Print the listing in its entirety and exactly, leaving out images.

▬▬▬

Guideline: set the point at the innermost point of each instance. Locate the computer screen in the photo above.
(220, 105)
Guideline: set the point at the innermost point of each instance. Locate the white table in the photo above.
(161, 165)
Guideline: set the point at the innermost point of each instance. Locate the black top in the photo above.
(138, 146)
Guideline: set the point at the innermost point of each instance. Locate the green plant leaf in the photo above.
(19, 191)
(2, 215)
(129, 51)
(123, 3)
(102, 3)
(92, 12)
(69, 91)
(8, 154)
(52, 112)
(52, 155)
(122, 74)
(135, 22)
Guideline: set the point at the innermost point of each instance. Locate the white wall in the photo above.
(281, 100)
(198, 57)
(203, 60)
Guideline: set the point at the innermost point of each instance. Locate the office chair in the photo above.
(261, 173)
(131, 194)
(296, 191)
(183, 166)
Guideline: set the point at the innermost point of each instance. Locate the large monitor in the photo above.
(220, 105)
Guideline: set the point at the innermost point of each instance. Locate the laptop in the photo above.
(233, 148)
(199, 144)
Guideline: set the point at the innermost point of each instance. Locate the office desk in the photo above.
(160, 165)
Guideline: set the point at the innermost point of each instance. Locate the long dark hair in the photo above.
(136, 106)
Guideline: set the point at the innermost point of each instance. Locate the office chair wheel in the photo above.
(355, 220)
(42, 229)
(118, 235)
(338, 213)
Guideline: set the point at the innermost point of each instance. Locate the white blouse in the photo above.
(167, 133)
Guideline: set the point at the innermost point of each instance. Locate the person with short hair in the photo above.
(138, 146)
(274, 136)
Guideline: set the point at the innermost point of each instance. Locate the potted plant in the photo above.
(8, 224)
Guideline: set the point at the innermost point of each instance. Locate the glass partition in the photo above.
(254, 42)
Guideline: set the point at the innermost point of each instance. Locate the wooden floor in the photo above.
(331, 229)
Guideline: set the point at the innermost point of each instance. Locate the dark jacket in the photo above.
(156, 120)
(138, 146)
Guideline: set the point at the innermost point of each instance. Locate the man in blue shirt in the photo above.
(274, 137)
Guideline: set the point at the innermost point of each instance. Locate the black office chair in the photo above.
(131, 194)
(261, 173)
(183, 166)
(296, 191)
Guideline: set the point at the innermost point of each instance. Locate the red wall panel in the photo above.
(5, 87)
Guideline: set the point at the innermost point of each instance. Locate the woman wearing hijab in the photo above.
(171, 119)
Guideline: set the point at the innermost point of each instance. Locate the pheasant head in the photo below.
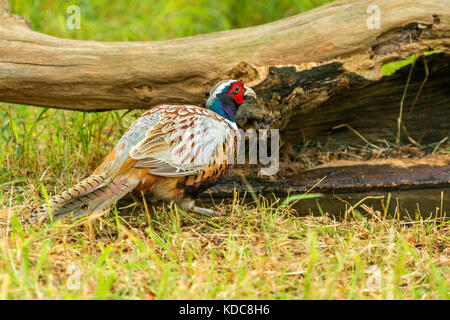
(226, 97)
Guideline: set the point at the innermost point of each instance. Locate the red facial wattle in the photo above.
(237, 92)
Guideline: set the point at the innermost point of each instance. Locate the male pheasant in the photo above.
(172, 151)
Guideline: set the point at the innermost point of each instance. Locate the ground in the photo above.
(263, 248)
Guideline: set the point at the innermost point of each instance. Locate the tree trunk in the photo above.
(317, 74)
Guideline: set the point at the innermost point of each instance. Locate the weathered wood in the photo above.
(42, 70)
(312, 71)
(352, 177)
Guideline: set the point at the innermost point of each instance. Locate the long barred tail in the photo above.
(91, 194)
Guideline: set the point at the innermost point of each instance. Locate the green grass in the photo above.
(262, 250)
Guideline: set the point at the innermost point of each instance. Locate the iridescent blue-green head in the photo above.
(226, 97)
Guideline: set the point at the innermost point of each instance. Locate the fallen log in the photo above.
(316, 74)
(38, 69)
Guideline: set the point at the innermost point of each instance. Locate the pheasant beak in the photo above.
(249, 92)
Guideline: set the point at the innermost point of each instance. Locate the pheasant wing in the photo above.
(186, 141)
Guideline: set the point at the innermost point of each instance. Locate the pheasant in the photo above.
(173, 151)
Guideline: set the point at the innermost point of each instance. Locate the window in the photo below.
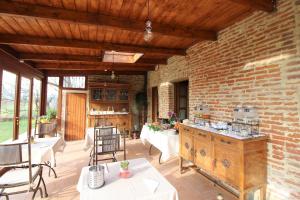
(8, 99)
(52, 93)
(74, 82)
(24, 105)
(36, 101)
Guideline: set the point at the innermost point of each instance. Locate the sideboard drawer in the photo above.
(226, 142)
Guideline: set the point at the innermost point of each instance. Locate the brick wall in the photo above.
(136, 83)
(254, 62)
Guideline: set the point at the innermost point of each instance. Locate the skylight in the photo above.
(121, 57)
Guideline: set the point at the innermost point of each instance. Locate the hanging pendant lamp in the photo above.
(148, 34)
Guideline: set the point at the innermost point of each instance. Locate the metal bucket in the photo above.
(96, 176)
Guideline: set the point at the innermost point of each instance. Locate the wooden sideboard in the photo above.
(241, 164)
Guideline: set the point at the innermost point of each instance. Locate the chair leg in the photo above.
(38, 188)
(50, 169)
(45, 189)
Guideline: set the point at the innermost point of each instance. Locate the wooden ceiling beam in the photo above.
(80, 58)
(52, 42)
(78, 17)
(264, 5)
(100, 66)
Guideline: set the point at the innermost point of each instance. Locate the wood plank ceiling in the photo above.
(65, 36)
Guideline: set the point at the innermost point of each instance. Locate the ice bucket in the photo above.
(96, 176)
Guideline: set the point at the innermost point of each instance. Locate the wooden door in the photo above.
(75, 116)
(155, 110)
(203, 153)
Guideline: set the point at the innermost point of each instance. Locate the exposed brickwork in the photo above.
(136, 83)
(254, 62)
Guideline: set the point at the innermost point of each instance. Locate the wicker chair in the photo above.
(21, 173)
(107, 140)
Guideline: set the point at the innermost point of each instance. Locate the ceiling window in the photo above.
(121, 57)
(74, 82)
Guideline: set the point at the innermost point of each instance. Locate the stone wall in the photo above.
(254, 62)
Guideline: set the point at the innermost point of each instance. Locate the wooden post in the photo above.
(44, 96)
(17, 107)
(1, 73)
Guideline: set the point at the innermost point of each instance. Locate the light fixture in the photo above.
(113, 76)
(148, 34)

▬▬▬

Output for this task:
Guideline: set the point at the innermost point of each instance. Locate the computer screen in the photo above.
(220, 105)
Guideline: set the point at the innermost point of each instance. Locate the white table in the photo above.
(161, 165)
Guideline: set the point at the innermost point of each instance. Locate the black top in the photo above.
(138, 146)
Guideline: set the point at the innermost point of each instance. Locate the green plant leaf in the photo above.
(19, 191)
(2, 215)
(129, 51)
(123, 3)
(102, 3)
(92, 12)
(69, 91)
(8, 154)
(52, 112)
(52, 155)
(122, 74)
(135, 22)
Guideline: set the point at the innermost point of each instance. Locate the white wall in the photo above.
(281, 100)
(198, 57)
(203, 60)
Guideline: set the point at the innermost point of each instance. Locate the office chair in the photo above.
(261, 173)
(131, 194)
(296, 191)
(183, 166)
Guideline: set the point at the innermost point of each instance. Locate the large monitor in the photo above.
(220, 105)
Guideline: set the point at the innermost point of each instance. Locate the laptop in the photo above.
(233, 148)
(199, 144)
Guideline: set the point at the innermost point of each instance. Locate the office desk in the photo above.
(160, 165)
Guideline: set the point at the innermost point of each instance. Locate the long dark hair in the photo above.
(136, 106)
Guideline: set the point at the innermost point of each instance. Locate the office chair wheel in the photo above.
(355, 220)
(42, 229)
(118, 235)
(338, 213)
Guideline: set the point at the innermost point of each instance. Locate the white blouse in the photo above.
(167, 133)
Guideline: set the point at the innermost point of each instance. Locate the person with short hair in the photo above.
(138, 146)
(274, 136)
Guideline: set the point at the innermost point of each instance. Locate the potted plant in the photo above.
(8, 224)
Guideline: set the point at the innermost point of each instance. Locate the glass partition in the photo above.
(254, 42)
Guideline: set the point at the innermost point of each instance. Locate the wooden floor in the photo above.
(331, 229)
Guideline: set the point at the innermost point of each instance. Locate the dark jacket in the photo above.
(156, 120)
(138, 146)
Guideline: set the point at the innermost point of each instance. Locate the man in blue shirt in the photo above.
(274, 137)
Guideline: set the point at the innermost point of each instance. Locate the black office chair in the photo above.
(131, 194)
(261, 173)
(183, 166)
(296, 191)
Guideline: set the point at the innermost point of each instance. Locate the red wall panel in the photo above.
(5, 87)
Guideline: set the point at the innermost point of each instance. Locate the woman wearing hijab in the photo above.
(171, 119)
Guideline: set the point at the innermost point of each instance. Locate the pheasant head in the photo below.
(226, 97)
Guideline: set the point at the innermost point of each instance. Locate the red facial wattle in the photo above.
(237, 92)
Guideline: set the point at the innermost point of each instance. Locate the male pheasant in the photo above.
(172, 151)
Guideline: set the point at the innermost point of each instance. Locate the ground in the photo above.
(263, 248)
Guideline: set the point at the innermost point of each instance. Locate the tree trunk in the photo above.
(317, 74)
Guideline: set the point at the innermost point of each instance. Locate the weathered wood in the photo above.
(42, 70)
(312, 71)
(352, 177)
Guideline: set the point at the innermost point of each instance. Locate the long barred tail in the photo above.
(91, 194)
Guideline: set the point at the innermost point of each instance. Locate the green grass in the photo above.
(262, 250)
Guideline: set the point at the innermost point of each instance. Locate the iridescent blue-green head in the photo above.
(226, 97)
Guideline: set the point at the innermost point of each instance. Locate the fallen log in the photo above.
(316, 74)
(38, 69)
Guideline: set the point at the innermost point of each instance. Locate the pheasant beak in the photo above.
(249, 92)
Guideline: set the point at the innermost point of each instance. Locate the pheasant wing in the photo above.
(186, 141)
Guideline: set the point at the innermost point of each instance. Locate the pheasant in the photo above.
(173, 151)
Guideline: set the point at the innermost point of each instance. Locate the window in the photo below.
(8, 99)
(52, 93)
(74, 82)
(24, 105)
(36, 101)
Guideline: set the point at the innermost point of each instance. Locate the sideboard drawer in the photo above.
(226, 142)
Guideline: set the point at the innermost point of each instance. Locate the brick wall in the photo above.
(136, 83)
(254, 62)
Guideline: set the point at the innermost point of each instance. Locate the skylight in the photo above.
(121, 57)
Guideline: set the point at the innermost point of each instance. Locate the hanging pendant lamp in the photo above.
(148, 34)
Guideline: set the point at the innermost point of each instance. Locate the metal bucket in the photo above.
(96, 176)
Guideline: set the point at the innermost point of each instance. Locate the wooden sideboard in the photo above.
(241, 164)
Guideline: set the point at the innermost point of each instance. Locate the chair leg in the photo above.
(38, 188)
(50, 169)
(45, 189)
Guideline: set the point at the innermost point of each instance. Locate the wooden ceiling beam in the photo above.
(80, 58)
(52, 42)
(78, 17)
(264, 5)
(100, 66)
Guideline: set the point at the innermost point of each instance. Locate the wood plank ceiling in the photo above.
(65, 36)
Guideline: set the point at the innermost point of each instance. Locate the ice bucket in the photo above.
(96, 176)
Guideline: set the point at the innermost point of each instance. Locate the wooden door in the photo above.
(75, 116)
(155, 110)
(203, 153)
Guideline: set the point at the innermost point of each instance. Locate the exposed brickwork in the photo above.
(136, 83)
(254, 62)
Guideline: set the point at the innermost point of each instance. Locate the wicker chair in the photo above.
(21, 173)
(107, 140)
Guideline: set the point at the innermost point of each instance. Locate the ceiling window in the photo above.
(121, 57)
(74, 82)
Guideline: set the point at the innermost point of each instance. Locate the stone wall in the photo above.
(254, 62)
Guideline: set the point at the innermost point of each instance. Locate the wooden post in the photo above.
(44, 96)
(17, 107)
(1, 73)
Guideline: set the point at the innermost point of each instance. Locate the light fixture in the photo above.
(113, 76)
(148, 34)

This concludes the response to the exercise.